→ Instructions to follow
Beginning at the line that contains "Task: point at every instance of the wooden hutch, one", reproduce every line to the end of the material without changing any of them.

→ Recorded data
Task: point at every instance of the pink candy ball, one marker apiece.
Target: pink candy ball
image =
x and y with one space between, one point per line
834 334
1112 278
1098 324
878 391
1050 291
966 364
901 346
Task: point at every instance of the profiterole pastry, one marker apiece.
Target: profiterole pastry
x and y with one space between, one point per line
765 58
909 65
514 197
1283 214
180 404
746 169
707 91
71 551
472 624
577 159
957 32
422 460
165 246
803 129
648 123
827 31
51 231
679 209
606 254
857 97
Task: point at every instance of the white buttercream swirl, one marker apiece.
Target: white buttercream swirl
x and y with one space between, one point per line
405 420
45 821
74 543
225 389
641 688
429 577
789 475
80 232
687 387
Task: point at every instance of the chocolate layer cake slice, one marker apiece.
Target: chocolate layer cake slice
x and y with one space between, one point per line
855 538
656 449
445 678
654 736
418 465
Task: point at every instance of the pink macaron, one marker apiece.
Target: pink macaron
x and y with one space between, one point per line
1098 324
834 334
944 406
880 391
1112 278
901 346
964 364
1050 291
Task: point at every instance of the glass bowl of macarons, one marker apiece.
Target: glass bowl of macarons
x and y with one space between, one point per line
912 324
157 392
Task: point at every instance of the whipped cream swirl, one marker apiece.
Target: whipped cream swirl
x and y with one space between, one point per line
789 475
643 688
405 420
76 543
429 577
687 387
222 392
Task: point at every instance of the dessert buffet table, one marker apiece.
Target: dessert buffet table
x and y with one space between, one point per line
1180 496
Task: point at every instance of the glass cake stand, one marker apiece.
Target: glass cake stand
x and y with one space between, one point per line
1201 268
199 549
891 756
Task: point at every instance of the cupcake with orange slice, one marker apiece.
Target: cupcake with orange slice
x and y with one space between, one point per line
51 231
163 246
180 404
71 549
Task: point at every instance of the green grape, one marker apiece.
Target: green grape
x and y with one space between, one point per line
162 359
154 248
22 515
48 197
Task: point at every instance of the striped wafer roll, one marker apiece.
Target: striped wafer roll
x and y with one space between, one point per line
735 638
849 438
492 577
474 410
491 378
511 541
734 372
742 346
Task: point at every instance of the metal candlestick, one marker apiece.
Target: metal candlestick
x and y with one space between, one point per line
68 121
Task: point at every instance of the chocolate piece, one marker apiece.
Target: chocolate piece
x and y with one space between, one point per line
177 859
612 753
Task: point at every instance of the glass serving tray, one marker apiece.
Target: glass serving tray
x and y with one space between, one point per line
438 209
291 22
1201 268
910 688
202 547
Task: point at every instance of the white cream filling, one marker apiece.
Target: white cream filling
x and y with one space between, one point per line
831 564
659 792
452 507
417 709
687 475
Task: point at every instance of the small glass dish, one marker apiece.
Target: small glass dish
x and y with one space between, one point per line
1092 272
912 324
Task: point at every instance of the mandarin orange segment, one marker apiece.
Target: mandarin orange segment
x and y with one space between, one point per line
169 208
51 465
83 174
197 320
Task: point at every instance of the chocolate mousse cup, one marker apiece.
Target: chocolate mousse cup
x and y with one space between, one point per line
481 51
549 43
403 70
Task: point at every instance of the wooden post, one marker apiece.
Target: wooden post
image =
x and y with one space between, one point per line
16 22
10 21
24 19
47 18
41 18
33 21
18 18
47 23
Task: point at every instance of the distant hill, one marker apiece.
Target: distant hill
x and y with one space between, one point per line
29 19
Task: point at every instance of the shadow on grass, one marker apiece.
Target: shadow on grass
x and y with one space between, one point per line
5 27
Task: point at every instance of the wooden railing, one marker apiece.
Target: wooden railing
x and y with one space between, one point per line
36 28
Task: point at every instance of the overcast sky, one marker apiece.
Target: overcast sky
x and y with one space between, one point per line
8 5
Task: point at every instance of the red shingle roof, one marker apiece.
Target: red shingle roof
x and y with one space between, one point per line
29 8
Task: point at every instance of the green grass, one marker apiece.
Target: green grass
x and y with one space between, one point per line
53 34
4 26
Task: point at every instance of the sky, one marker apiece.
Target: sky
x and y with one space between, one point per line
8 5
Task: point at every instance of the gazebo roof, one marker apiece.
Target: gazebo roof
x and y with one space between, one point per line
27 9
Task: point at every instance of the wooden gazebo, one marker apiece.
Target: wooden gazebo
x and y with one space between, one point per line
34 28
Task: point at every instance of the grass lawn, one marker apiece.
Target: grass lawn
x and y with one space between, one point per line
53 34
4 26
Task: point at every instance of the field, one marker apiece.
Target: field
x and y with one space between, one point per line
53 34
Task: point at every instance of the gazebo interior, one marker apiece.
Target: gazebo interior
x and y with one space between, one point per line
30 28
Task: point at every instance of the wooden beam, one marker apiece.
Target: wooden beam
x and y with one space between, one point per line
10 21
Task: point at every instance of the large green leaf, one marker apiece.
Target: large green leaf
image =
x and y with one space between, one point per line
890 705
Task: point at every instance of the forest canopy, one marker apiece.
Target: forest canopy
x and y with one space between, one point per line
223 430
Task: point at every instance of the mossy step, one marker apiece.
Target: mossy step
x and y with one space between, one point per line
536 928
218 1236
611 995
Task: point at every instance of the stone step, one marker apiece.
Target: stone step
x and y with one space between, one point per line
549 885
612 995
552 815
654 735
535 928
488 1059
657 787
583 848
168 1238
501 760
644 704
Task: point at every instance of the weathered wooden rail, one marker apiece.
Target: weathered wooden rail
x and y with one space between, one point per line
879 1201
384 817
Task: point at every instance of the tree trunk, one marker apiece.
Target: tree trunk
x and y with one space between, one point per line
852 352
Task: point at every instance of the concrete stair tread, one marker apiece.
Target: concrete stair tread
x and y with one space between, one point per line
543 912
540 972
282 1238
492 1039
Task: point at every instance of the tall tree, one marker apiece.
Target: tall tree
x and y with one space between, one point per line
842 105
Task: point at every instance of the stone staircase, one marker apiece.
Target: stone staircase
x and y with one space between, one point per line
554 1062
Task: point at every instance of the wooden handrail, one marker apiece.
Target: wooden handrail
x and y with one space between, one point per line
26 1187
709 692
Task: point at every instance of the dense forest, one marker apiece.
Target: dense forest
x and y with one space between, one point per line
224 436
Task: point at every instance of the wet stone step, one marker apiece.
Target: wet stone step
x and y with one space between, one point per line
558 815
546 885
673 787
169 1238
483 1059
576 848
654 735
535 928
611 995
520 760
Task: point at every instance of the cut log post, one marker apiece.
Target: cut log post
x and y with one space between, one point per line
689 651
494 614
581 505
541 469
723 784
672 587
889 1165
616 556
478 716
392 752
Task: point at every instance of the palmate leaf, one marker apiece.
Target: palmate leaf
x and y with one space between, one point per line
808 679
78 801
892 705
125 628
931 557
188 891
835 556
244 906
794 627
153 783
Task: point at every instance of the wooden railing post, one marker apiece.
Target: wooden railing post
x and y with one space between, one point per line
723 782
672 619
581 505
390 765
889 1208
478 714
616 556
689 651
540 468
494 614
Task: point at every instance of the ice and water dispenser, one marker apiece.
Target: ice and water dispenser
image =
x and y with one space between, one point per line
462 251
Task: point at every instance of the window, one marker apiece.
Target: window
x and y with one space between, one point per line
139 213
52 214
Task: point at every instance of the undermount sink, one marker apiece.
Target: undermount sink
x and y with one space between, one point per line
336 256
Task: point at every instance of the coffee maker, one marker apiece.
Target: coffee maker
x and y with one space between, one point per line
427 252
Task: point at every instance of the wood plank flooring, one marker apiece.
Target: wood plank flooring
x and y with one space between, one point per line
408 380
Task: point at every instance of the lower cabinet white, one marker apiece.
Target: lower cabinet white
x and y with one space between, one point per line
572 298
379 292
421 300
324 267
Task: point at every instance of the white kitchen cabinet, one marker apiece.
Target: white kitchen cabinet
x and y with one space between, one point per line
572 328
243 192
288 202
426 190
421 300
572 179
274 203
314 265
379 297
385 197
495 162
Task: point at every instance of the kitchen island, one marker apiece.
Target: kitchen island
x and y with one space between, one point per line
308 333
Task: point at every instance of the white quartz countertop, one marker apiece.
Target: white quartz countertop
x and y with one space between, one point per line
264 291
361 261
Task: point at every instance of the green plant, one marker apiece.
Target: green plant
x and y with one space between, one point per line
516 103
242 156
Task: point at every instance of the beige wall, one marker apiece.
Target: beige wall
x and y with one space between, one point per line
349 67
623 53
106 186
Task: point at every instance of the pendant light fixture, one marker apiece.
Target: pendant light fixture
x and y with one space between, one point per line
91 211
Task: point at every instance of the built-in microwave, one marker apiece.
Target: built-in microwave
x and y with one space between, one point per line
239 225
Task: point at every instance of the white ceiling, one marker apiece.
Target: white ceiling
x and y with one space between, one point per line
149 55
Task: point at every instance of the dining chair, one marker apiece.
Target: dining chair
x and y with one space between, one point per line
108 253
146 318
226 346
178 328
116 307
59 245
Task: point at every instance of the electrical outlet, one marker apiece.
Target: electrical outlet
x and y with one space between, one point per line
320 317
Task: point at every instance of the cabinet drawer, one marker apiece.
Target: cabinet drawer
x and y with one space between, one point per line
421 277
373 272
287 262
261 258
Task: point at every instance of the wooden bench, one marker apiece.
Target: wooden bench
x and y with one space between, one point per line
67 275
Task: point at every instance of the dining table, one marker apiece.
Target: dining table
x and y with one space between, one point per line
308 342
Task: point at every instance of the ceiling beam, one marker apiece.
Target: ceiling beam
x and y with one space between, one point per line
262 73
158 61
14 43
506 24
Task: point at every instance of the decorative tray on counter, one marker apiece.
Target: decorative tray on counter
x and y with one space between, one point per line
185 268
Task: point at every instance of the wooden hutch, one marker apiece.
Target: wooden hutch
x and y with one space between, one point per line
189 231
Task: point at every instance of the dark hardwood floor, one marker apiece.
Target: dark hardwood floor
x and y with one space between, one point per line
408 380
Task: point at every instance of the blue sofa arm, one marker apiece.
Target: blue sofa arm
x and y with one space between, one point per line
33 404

→ Complete answer
Task: point at every instance of the wooden hutch, one marker apiece.
Target: wooden hutch
x and y with one space between, one point per line
189 231
Task: point at every instance of the dark hardwood floor, one marker apiece.
Target: dark hardwood floor
x and y with one space between, one point per line
408 380
Task: point at every instance of the blue sofa arm, one marker apiece.
Target: blue sofa arm
x and y with one space between, one point per line
33 404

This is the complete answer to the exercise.